PDF Reader vs Java Snippet

symonsjo · June 30, 2018, 4:11pm

A few things I found when using PDF Reader vs using PDFBOX with a Java Snippet.

The option to use no title (as you can in Strings To Document) should be available in PDF Reader. It’s not clear what PDF Reader uses by default if you don’t select file as title but it seems to have a large impact on the document content (as seen in the attached comparison workflow). See this thread for a reason why stripping titles is tedious.
Punctuation erasure is inefficient when it comes to PDF content and there are some characters which may be worth adding to PDF erasure (see the replacement node in the attached comparison workflow).

EXCERPTED DATA —
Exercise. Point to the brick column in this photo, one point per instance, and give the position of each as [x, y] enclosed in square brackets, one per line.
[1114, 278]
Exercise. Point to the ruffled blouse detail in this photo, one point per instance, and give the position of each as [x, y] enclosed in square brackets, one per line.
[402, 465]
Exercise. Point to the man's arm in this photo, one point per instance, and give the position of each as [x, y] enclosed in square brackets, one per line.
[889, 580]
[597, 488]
...
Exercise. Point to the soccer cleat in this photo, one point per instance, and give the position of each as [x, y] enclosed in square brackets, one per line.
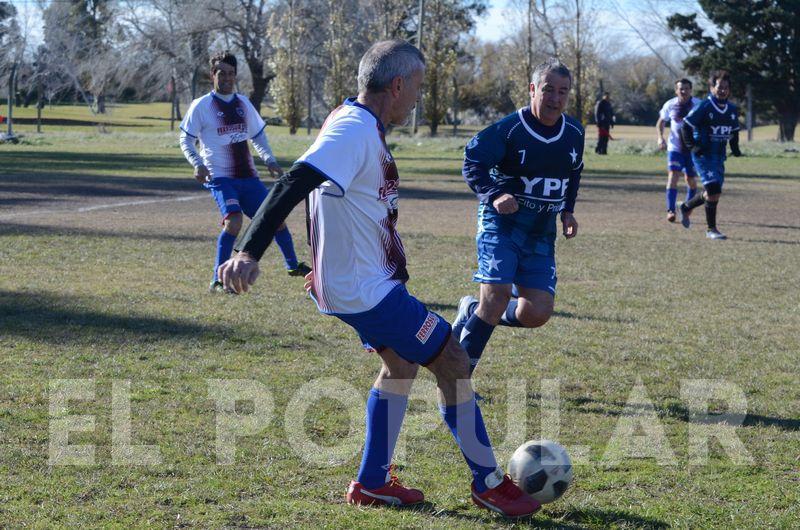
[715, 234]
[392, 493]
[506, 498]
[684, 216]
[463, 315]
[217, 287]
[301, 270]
--
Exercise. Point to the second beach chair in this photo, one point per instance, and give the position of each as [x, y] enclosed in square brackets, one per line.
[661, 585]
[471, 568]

TASK LIST —
**a)** In the PDF Reader post, list every software tool or node whose name is capitalized throughout.
**b)** Pick up the PDF Reader post right after its final sentence and keep writing.
The three blocks of data are separate from the PDF Reader post.

ANSWERS IN ORDER —
**a)** PDF Reader, PDFBOX, Java Snippet, Strings To Document

**b)**
Overall, despite being 3x slower than using PDF Reader, I would still prefer to use Java Snippet with PDFBOX directly rather than PDF Reader as it’s unclear what impact PDF Readers default creation of Documents has on NLP. It may be worth giving the option to output as strings rather than documents but certainly worth giving the same options for title when automatically doing strings to document.

PDF_WORD_COUNT_COMPARISON.knwf (67.0 KB)

marten_kose · December 7, 2018, 10:08am

Hi @symonsjo,

first of all sorry for the late response. I’ve addressed your concerns in an enhancement ticket for the PDF Reader node and will keep you posted on it’s progress.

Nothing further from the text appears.